#### THE PROBLEM:
Reproduce the entire listing exactly. Leave the pictures out.

#### DATA SUPPLIED:

+===+

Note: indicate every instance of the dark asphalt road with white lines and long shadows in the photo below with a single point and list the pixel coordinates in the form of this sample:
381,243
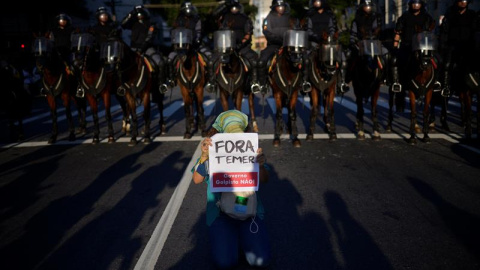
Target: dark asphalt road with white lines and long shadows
346,204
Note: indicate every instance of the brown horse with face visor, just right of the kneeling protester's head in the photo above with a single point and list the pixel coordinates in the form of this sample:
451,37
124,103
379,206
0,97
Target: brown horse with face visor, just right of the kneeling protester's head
285,77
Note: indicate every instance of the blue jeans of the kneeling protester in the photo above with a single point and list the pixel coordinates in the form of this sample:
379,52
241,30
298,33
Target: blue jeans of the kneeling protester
227,235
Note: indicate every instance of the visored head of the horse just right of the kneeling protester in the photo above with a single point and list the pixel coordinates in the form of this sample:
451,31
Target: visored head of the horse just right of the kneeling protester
295,42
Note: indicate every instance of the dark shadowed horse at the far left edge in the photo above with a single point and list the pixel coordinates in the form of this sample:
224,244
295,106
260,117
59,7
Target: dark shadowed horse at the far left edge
16,101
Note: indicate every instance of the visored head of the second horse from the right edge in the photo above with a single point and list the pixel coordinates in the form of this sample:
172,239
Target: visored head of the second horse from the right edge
424,44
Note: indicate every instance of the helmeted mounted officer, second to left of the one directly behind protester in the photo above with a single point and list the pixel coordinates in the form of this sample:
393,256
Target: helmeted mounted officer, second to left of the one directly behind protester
143,33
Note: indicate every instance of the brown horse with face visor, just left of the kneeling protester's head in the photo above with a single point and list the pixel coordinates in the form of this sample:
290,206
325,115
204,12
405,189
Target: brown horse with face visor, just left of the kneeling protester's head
190,67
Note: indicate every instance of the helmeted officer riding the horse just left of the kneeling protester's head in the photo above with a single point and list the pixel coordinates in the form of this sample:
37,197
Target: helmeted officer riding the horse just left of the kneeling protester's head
188,18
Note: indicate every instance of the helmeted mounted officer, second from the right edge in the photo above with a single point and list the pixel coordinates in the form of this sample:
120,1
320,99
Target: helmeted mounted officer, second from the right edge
415,19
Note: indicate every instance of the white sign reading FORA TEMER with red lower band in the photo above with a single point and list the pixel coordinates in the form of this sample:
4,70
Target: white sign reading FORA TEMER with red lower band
233,162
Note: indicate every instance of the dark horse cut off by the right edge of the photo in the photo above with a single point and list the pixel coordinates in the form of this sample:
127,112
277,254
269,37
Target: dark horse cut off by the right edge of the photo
472,87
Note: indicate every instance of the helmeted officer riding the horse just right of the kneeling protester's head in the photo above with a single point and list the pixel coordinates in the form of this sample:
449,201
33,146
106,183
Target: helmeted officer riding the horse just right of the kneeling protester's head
275,25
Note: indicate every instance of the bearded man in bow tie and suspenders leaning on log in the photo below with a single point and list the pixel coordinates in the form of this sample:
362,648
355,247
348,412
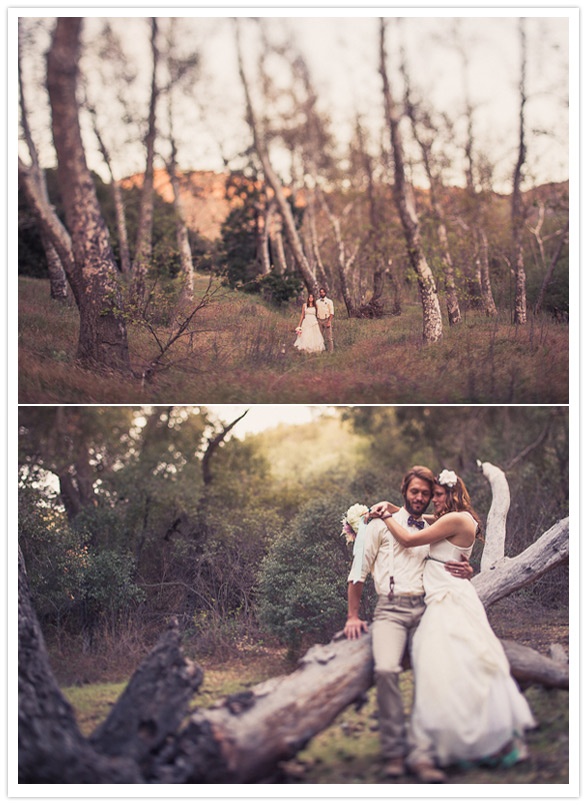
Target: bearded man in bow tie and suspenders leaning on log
399,608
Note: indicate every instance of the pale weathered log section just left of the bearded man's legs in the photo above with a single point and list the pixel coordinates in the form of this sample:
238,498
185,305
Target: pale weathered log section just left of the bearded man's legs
273,721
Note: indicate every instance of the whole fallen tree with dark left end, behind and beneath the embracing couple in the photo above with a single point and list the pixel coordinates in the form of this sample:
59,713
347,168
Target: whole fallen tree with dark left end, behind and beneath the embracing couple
245,736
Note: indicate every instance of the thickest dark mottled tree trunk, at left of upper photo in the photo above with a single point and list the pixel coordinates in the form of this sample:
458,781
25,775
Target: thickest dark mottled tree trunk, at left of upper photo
102,336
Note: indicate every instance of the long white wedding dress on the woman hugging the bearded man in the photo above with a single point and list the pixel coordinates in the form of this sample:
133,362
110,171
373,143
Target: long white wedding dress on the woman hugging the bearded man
467,706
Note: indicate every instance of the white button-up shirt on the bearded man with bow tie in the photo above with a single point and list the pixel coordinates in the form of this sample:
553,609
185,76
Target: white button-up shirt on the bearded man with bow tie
408,563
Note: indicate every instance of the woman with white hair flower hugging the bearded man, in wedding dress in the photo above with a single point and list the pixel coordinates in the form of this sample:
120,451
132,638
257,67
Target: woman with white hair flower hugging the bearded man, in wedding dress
467,706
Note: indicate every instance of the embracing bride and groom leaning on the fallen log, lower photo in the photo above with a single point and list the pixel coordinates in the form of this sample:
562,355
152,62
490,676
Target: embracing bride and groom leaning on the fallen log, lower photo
467,707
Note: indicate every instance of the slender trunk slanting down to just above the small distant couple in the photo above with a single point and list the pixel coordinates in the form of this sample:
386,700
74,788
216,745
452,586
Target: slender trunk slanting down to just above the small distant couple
292,234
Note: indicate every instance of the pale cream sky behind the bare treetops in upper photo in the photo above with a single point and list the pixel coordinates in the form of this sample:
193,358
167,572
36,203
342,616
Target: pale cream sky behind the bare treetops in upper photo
341,48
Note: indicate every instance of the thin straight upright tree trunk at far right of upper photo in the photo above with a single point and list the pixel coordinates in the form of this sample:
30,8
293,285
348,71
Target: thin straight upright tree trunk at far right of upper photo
520,316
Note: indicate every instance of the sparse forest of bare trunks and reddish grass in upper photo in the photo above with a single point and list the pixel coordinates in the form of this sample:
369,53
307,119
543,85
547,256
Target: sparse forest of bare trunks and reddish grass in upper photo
428,233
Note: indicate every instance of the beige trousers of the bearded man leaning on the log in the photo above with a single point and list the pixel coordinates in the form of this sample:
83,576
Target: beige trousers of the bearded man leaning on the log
394,624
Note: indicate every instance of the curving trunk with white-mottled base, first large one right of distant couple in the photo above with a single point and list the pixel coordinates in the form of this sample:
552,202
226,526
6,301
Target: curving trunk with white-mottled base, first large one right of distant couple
432,324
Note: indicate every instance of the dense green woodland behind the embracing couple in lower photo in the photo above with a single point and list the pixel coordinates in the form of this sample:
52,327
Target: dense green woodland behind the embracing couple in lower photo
133,517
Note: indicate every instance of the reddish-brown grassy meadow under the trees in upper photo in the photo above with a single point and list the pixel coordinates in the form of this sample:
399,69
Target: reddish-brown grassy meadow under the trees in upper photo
243,353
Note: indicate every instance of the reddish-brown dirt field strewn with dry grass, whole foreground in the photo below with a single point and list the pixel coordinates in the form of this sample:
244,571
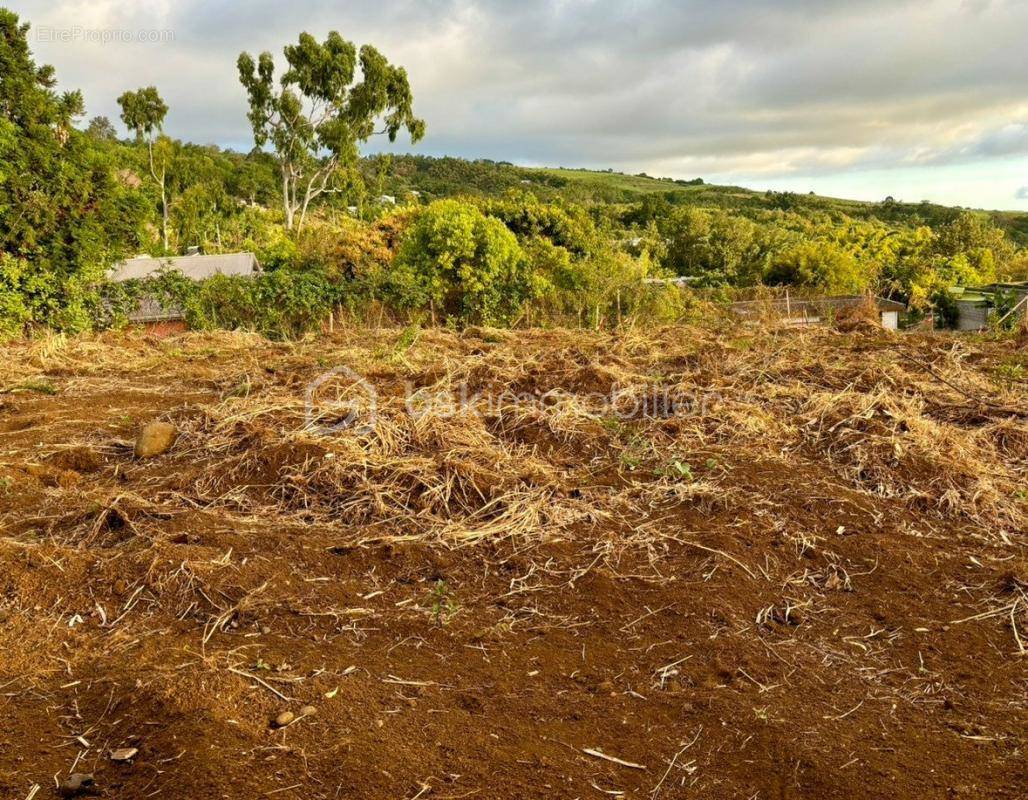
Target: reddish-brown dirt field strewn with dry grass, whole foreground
776,565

+===+

#### THE ANSWER:
Note: indicate every instance of the dark asphalt road with white lines and long shadows in the photo below with a single point and list the pixel coordinates in the form of this sample:
381,243
Target: dark asphalt road with white lines and long shadows
346,204
Note: indicate every instance of the brown horse with face visor, just right of the kneeling protester's head in the photo above with a single point and list the pixel coordinates in the form of this sample:
451,37
124,103
379,206
0,97
Target: brown horse with face visor, just right of the kneeling protester's head
285,77
Note: indicate every instance of the blue jeans of the kneeling protester in the photo above with a single point and list the pixel coordinates in the form of this sample:
379,52
241,30
298,33
Target: blue jeans of the kneeling protester
227,235
Note: indicate every instance of the visored head of the horse just right of the kneeling protester in the photo above with a single point and list the pixel coordinates in the form of this sample:
451,31
Target: visored head of the horse just right of the kneeling protester
295,42
Note: indicate every instance of the dark shadowed horse at the far left edge in the photo above with a single point and list the pixel coordinates in the form of this sample:
224,244
295,106
260,117
59,7
Target: dark shadowed horse at the far left edge
16,101
Note: indicate every instance of the visored head of the second horse from the right edge in the photo above with a single point and list the pixel coordinates in the form of this sample:
172,239
Target: visored head of the second horse from the right edge
424,44
Note: indicate every instance of the helmeted mounted officer, second to left of the one directly behind protester in the photo above with a single point and list the pixel coordinates in the form of this sample:
393,256
Target: helmeted mounted officer, second to left of the one directly behind protester
143,33
Note: indicate every instance of the brown horse with face visor, just left of the kneeling protester's head in the photo above with a single point and list the pixel coordinates in the form of this sample:
290,206
325,115
204,12
405,189
Target: brown horse with face visor, just left of the kneeling protester's head
190,67
Note: indicate every instance of the helmeted officer riding the horse just left of the kneeling protester's head in the photo above with a single point and list the pixel coordinates in the form of this sample:
37,197
Target: helmeted officer riding the horse just left of the kneeling protester's head
188,18
Note: indicate every instance of the helmeted mounted officer, second from the right edge in the photo above with a single point and list the pixel coordinates in the form of this sample:
120,1
320,99
Target: helmeted mounted officer, second from the right edge
415,19
Note: indicate every instance of the white sign reading FORA TEMER with red lower band in the photo above with a single point and list the pixel coordinates in the form of this sample:
4,70
Target: white sign reading FORA TEMER with red lower band
233,162
Note: indicate every instance of the dark horse cut off by the right edge of the photo in the photo above with a single point and list the pixel coordinates in the form of this sample:
127,112
277,254
269,37
Target: dark horse cut off by the right edge of the photo
472,87
Note: indicate every instance of the helmeted officer riding the horse just right of the kneeling protester's head in the photo above with a single point and list the pixel coordinates in the form of this sample:
449,201
33,146
106,183
Target: helmeted officer riding the horse just right of the kneeling protester's head
275,25
Note: indicate every instance of the bearded man in bow tie and suspenders leaning on log in the photo below with a single point and list the pixel coordinates in the form of this sample:
362,648
355,247
348,412
Target: bearded man in bow tie and suspenders leaning on log
399,608
Note: indicate every instance of the pale weathered log section just left of the bearded man's legs in the photo above with a single point and list the pixel coordinates in the form of this sample:
238,498
185,305
Target: pale weathered log section just left of the bearded man's legs
273,721
Note: indicate every instance of the whole fallen tree with dark left end, behind and beneath the embracing couple in the photo above with a single point and list the pixel coordinates in the form of this sample:
59,713
347,168
Target: whole fallen tree with dark left end, behind and beneath the embracing couple
245,736
Note: indicate every instance of the thickest dark mottled tree trunk, at left of upper photo in the photo above with a single point and list the pixel coordinates in the form of this sample:
458,781
25,775
Target: thickest dark mottled tree trunk, at left of upper photo
102,336
Note: indicate every instance of the long white wedding dress on the woman hugging the bearded man in the photo above with a single point and list the pixel coordinates in the form of this sample:
133,362
110,171
373,143
Target: long white wedding dress on the woman hugging the bearded man
467,706
Note: indicate every instance of the white button-up shirt on the bearded man with bow tie in the photo above with a single point and list the pixel coordinates in the form of this sample:
553,609
185,76
Target: white button-up shirt on the bearded man with bow tie
408,563
Note: indicate every instance of the woman with white hair flower hugging the bearded man, in wedding dress in the photo above with a single point and list the pixel coordinates in the form of this sample:
120,451
132,638
257,67
Target: woman with white hair flower hugging the bearded man, in wedding dress
467,706
Note: indicate every instance of the embracing bride and groom leaning on the fallen log, lower photo in the photo above with a single point and list the pixel coordinates in the form of this sample:
562,355
152,62
490,676
Target: embracing bride and groom leaning on the fallen log, lower photo
467,707
Note: indicate every instance of the slender trunk slanting down to just above the small distant couple in the photo above with a single point and list the pixel coordinates in the form of this sample:
386,700
74,788
216,745
452,586
Target: slender trunk slanting down to just above the small distant couple
292,234
Note: indicate every instance of the pale cream sky behind the bare treetops in upper photo in the photo above with a single point and list the pixel coordinates in the form of this sample:
193,358
167,572
36,203
342,616
Target: pale cream sky behind the bare treetops in upper photo
341,48
Note: indicate every instance of the thin straight upright tree trunk at far right of upper photo in the photo above with a single point and list the pixel coordinates in the form of this sample:
30,8
293,285
348,71
Target: thin straight upright tree trunk at far right of upper photo
520,316
Note: indicate every instance of the sparse forest of bare trunks and reddish grass in upper photo in the photo above with a single point and list the pixel coordinates in the form of this sample:
369,53
307,119
543,85
547,256
Target: sparse forest of bare trunks and reddish grass in upper photo
428,233
Note: indicate every instance of the beige trousers of the bearded man leaning on the log in the photo above with a single point and list the pixel coordinates in the form of this sample:
83,576
Target: beige trousers of the bearded man leaning on the log
394,624
Note: indicate every instance of the curving trunk with white-mottled base, first large one right of distant couple in the photo above with a single point and list the pixel coordinates in the form of this sample:
552,202
226,526
6,301
Target: curving trunk with white-mottled base, first large one right of distant couple
432,324
Note: indicate every instance of the dense green woodland behind the embracing couple in lower photo in the photo above with a single point and list the pixel coordinates in the form of this sample:
52,327
Target: dense green woodland behind the embracing couple in lower photo
133,517
Note: indicate every instance of the reddish-brown grassy meadow under the trees in upper photo in the photo above with a single point and list the pixel coordinates in the form of this sample:
399,69
Target: reddish-brown grassy meadow under the trees in upper photo
243,353
Note: indicate every instance of the reddish-brown dirt field strewn with dry grass, whole foreground in the photo below with a single point and list the pixel coordinates in the form of this sample:
244,571
Target: reddish-brown dirt field strewn with dry grass, whole foreground
776,565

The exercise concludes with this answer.